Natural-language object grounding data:
━━━━━━━━
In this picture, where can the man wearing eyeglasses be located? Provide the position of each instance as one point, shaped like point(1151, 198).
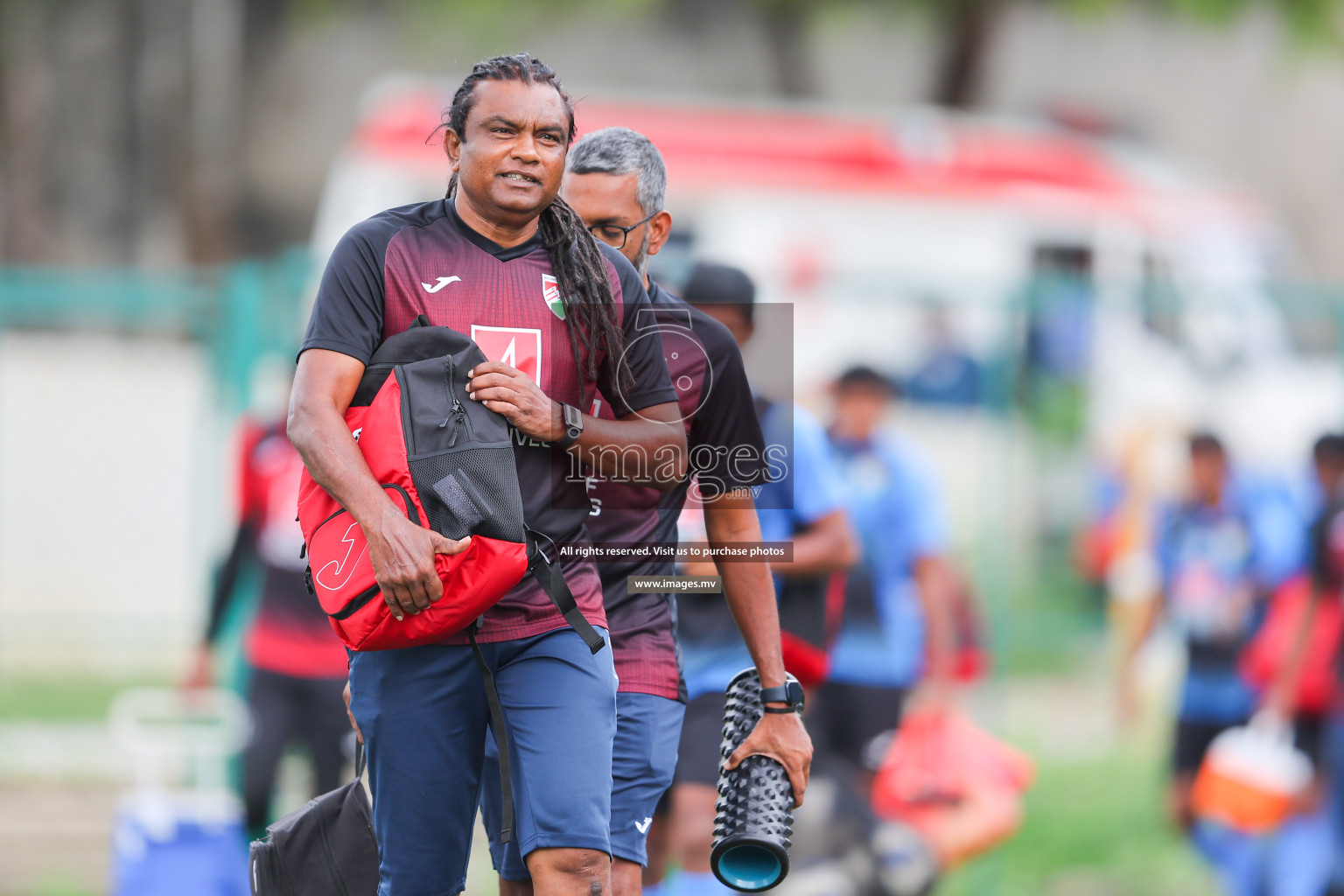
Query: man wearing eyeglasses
point(616, 182)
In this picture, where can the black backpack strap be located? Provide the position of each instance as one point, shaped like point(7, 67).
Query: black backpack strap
point(492, 697)
point(558, 590)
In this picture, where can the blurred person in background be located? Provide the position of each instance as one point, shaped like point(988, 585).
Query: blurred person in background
point(1214, 590)
point(805, 507)
point(616, 182)
point(948, 374)
point(898, 629)
point(1326, 584)
point(296, 664)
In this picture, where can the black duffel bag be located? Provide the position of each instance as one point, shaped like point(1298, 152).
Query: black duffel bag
point(327, 848)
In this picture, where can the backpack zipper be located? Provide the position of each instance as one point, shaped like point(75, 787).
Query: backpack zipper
point(458, 413)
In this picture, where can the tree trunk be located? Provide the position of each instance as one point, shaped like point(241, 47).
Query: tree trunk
point(788, 24)
point(25, 133)
point(968, 30)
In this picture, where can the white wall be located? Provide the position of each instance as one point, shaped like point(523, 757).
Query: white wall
point(109, 476)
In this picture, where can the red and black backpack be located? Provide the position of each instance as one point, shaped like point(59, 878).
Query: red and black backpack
point(449, 462)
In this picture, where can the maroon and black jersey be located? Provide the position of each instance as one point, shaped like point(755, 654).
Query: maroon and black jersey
point(290, 633)
point(726, 452)
point(424, 260)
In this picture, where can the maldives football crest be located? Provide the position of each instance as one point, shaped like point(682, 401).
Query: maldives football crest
point(518, 346)
point(551, 293)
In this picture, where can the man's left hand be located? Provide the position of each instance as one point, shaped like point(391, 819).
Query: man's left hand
point(784, 739)
point(509, 393)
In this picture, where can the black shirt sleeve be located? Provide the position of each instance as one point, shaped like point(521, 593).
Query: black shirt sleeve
point(652, 384)
point(727, 448)
point(348, 311)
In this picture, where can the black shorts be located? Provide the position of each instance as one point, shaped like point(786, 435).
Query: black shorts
point(702, 738)
point(852, 724)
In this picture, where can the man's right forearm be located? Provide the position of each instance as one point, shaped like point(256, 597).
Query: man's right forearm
point(335, 461)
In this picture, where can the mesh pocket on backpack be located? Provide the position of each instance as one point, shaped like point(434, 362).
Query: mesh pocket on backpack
point(471, 492)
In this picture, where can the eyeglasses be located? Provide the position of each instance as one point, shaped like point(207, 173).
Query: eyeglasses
point(614, 235)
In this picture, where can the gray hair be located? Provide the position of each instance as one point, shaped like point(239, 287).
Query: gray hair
point(619, 150)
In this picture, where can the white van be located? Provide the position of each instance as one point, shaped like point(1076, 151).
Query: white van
point(865, 222)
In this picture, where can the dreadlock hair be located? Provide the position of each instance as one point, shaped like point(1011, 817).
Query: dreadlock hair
point(579, 268)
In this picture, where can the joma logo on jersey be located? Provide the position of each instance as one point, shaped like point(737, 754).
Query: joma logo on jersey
point(514, 346)
point(440, 284)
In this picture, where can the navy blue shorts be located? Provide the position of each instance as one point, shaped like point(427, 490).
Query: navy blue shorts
point(424, 717)
point(642, 760)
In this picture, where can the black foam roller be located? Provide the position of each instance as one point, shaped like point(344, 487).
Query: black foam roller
point(754, 812)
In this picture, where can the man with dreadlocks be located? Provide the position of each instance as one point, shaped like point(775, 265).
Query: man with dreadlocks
point(507, 262)
point(616, 182)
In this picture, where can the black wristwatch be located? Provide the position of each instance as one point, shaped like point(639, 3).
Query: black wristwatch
point(573, 426)
point(789, 692)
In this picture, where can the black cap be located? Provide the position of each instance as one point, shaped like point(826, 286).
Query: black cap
point(864, 375)
point(711, 284)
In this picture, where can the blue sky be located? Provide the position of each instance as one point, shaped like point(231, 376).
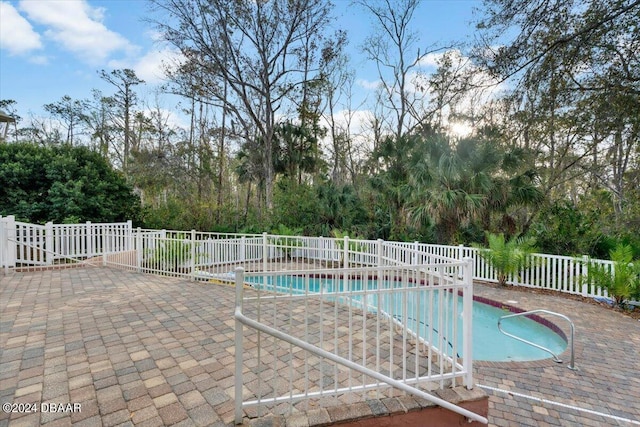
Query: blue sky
point(52, 48)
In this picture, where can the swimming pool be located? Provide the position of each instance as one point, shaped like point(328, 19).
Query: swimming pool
point(488, 343)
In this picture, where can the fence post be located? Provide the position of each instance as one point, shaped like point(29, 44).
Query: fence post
point(89, 239)
point(105, 243)
point(584, 276)
point(239, 350)
point(265, 251)
point(193, 255)
point(138, 249)
point(48, 243)
point(467, 322)
point(129, 233)
point(7, 242)
point(345, 253)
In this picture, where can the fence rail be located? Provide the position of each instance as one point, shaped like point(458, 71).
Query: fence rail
point(191, 253)
point(332, 332)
━━━━━━━━
__AIM OF THE TASK__: Your answer must be the lines above from the one containing "Query: navy blue shorts" to the one containing "In this picture, where can the black wristwatch", both included, restated word for word.

__SOLUTION__:
Query: navy blue shorts
point(424, 717)
point(642, 760)
In this picture, where can the black foam roller be located? Provide the position of each instance as one point, shaped like point(344, 487).
Query: black foam roller
point(754, 812)
In this picture, where can the man with dreadlocks be located? Provide the position of each instance as one point, shaped like point(775, 265).
Query: man with dreadlocks
point(507, 262)
point(616, 182)
In this picture, where can the black wristwatch be located? Provide the position of each instance as one point, shaped like point(639, 3).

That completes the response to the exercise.